Problem requirements: Copy the lines of every row below word for word, without changing anything.

[Rows from a dataset]
BEGIN

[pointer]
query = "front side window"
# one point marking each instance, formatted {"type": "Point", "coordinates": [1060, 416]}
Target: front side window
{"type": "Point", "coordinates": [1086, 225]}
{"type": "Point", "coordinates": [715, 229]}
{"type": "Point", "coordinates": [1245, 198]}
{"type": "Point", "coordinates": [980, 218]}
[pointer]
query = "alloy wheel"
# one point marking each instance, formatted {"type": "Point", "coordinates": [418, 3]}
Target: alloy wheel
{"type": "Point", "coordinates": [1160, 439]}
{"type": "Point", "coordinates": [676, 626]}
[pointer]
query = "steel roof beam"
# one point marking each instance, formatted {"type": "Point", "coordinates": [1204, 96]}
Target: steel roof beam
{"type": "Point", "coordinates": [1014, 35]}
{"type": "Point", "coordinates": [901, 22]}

END

Written solution:
[pointer]
query = "front side window"
# one point marking each instance, formatted {"type": "Point", "coordinates": [1060, 416]}
Target: front side window
{"type": "Point", "coordinates": [1086, 225]}
{"type": "Point", "coordinates": [715, 229]}
{"type": "Point", "coordinates": [1245, 198]}
{"type": "Point", "coordinates": [980, 218]}
[pointer]
query = "alloy wheel"
# one point marking each instance, formatted {"type": "Point", "coordinates": [418, 3]}
Target: alloy wheel
{"type": "Point", "coordinates": [1160, 439]}
{"type": "Point", "coordinates": [676, 626]}
[pointer]
query = "steel roof beam"
# one point marking each instance, formatted {"type": "Point", "coordinates": [1204, 96]}
Target: steel roof beam
{"type": "Point", "coordinates": [1014, 35]}
{"type": "Point", "coordinates": [901, 22]}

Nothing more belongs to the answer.